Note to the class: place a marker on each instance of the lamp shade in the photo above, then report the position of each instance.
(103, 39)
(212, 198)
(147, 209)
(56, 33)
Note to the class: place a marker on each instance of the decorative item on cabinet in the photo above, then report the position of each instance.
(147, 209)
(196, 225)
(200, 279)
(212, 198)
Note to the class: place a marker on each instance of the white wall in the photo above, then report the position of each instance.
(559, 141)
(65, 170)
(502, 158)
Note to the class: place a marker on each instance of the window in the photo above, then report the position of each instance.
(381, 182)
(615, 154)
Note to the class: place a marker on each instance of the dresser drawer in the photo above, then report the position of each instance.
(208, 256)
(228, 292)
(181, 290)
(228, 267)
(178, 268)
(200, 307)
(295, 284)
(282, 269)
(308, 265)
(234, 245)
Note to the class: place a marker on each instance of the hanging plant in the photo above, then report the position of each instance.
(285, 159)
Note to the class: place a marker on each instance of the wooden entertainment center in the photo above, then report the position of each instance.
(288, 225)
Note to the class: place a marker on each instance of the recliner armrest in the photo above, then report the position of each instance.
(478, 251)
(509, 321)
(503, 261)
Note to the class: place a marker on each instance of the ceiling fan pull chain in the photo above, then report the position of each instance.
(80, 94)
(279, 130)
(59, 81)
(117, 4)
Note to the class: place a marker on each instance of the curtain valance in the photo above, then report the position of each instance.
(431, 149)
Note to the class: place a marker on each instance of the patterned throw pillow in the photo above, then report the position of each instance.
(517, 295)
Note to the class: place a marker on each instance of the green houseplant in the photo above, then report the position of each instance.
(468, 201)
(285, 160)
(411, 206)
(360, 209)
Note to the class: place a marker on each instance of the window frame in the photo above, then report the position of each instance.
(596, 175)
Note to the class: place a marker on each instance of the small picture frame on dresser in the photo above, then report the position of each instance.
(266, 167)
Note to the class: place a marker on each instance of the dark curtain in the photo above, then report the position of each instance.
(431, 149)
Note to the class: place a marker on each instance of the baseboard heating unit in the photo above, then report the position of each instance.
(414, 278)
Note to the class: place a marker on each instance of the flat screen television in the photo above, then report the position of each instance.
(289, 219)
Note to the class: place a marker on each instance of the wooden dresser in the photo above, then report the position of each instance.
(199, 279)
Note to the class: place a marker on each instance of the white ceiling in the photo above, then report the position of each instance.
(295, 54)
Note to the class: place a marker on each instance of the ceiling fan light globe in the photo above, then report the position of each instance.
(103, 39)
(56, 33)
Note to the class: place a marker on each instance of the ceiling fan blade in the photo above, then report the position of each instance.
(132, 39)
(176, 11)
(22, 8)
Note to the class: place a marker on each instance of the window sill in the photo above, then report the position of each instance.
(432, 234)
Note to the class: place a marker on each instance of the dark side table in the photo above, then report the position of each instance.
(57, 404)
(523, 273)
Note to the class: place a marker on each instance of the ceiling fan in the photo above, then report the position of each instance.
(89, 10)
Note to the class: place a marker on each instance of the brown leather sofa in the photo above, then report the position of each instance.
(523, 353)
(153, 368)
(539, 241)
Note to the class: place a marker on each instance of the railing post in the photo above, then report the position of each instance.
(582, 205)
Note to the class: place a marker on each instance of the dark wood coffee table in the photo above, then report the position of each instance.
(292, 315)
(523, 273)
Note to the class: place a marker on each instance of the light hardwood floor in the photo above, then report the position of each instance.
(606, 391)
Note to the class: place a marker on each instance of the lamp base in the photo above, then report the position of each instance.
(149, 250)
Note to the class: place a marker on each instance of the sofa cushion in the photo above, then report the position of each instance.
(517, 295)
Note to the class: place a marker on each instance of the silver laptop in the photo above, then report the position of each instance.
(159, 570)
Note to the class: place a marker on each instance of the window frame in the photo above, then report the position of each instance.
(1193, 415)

### ACTIVITY
Each line of the material should be returned exactly as it stands.

### SOLUTION BELOW
Note to the class: place a marker on each instance of the lamp shade in the photo above, then report the position of each instance.
(103, 39)
(212, 198)
(147, 209)
(56, 33)
Note to the class: place a marker on each instance of the decorative item on cabinet in the photo above, then report the position of each instance.
(147, 209)
(196, 225)
(200, 279)
(212, 198)
Note to the class: place a marker on each instance of the white wall in the photo above, then report the position of each instance.
(559, 141)
(65, 170)
(502, 158)
Note to the class: place a marker on each instance of the window in the photo above, then report the position of each instance.
(381, 182)
(615, 154)
Note to the class: place a marker on each instance of the dresser drawer in the photo above, then report the position of each instance.
(208, 256)
(228, 292)
(181, 290)
(228, 267)
(178, 268)
(200, 307)
(295, 284)
(282, 269)
(308, 265)
(234, 245)
Note to the class: place a marker on each instance of the hanging plant in the photo above, then report the position of each instance.
(285, 159)
Note to the class: place a marker on each instance of the wooden entertainment center in the photo above, then report the position of each instance.
(288, 225)
Note to the class: place a marker on each instance of the recliner armrest in the photo above, then report the position of each instance.
(478, 251)
(509, 321)
(503, 261)
Note to the class: place a marker on each instance of the ceiling fan pull chain in the photo above, then report the position of each instance.
(80, 94)
(279, 130)
(59, 81)
(117, 4)
Note to the class: place a marker on each instance of the curtain valance in the photo above, then report the position of each instance.
(431, 149)
Note to the class: place a marker on each instance of the patterned throw pillow in the photo above, then report the position of each instance.
(517, 295)
Note to the class: place a marker on each instance of the green houseplant in the photo above, then report the position of each instance.
(468, 201)
(285, 160)
(411, 206)
(360, 209)
Note to the class: place a marker on each instance of the window frame in the photo above, then report the position of each instance.
(596, 175)
Note to the class: place a marker on each instance of the small picture frame on dresser in the photo above, then report the position of each instance.
(266, 167)
Note to the class: place a marker on each instance of the dark curtain in the photo above, then report the position of each instance.
(431, 149)
Note to the class: place a marker on each instance of the baseboard heating unit in the photo above, then report the position of each instance.
(414, 278)
Note to the class: place a marker on each instance of the flat screen television in the photo above, then report the position of each instance.
(289, 219)
Note to the class: place a marker on each instance of the wooden dresser in the photo above, then report the position of each instance.
(199, 279)
Note to the class: place a marker on each instance of the white ceiling in the photo above, then report the position of each instance.
(295, 54)
Note to the class: place a marker on each instance of the ceiling fan light globe in the photo above, then report the position of each instance.
(103, 39)
(56, 33)
Note to the class: place a marker on each instance of the ceiling fan blade in the photo above, then report the position of each instance.
(132, 39)
(176, 11)
(22, 8)
Note to the class: place a marker on each instance of the window sill in the photo above, then report the position of each instance.
(432, 234)
Note to the class: place a marker on each instance of the dark side table in the photo above, then report the position of each instance.
(57, 404)
(523, 273)
Note to the class: place a marker on each instance of the ceiling fan in the photo above, then report the position of each instance.
(89, 10)
Note to the class: place a marker on each instance of the brown leather sofa in the photo above, then report the position of each instance.
(523, 353)
(153, 368)
(539, 241)
Note to the class: place a marker on each instance of the railing post in the photo above, then report the position of each instance.
(582, 205)
Note to the class: place a marker on each instance of the dark wood coffee table in the photo above, then report the position of each instance.
(292, 315)
(523, 273)
Note to the class: place a marker on each instance of the light hardwood floor in the photo above, then report the position of each instance.
(606, 391)
Note to the class: place a marker on each instance of the lamp base in the photo above, then report the position of each instance.
(149, 250)
Note to the class: place a marker on each instance of the sofa cushion in the photo above, then report the position of each instance.
(517, 295)
Note to the class: place a marker on each instance of the silver laptop in the photo above, then report the position of each instance.
(159, 570)
Note to the class: place a marker on each instance of the window frame in the photo above, then report the position of each instance.
(1193, 415)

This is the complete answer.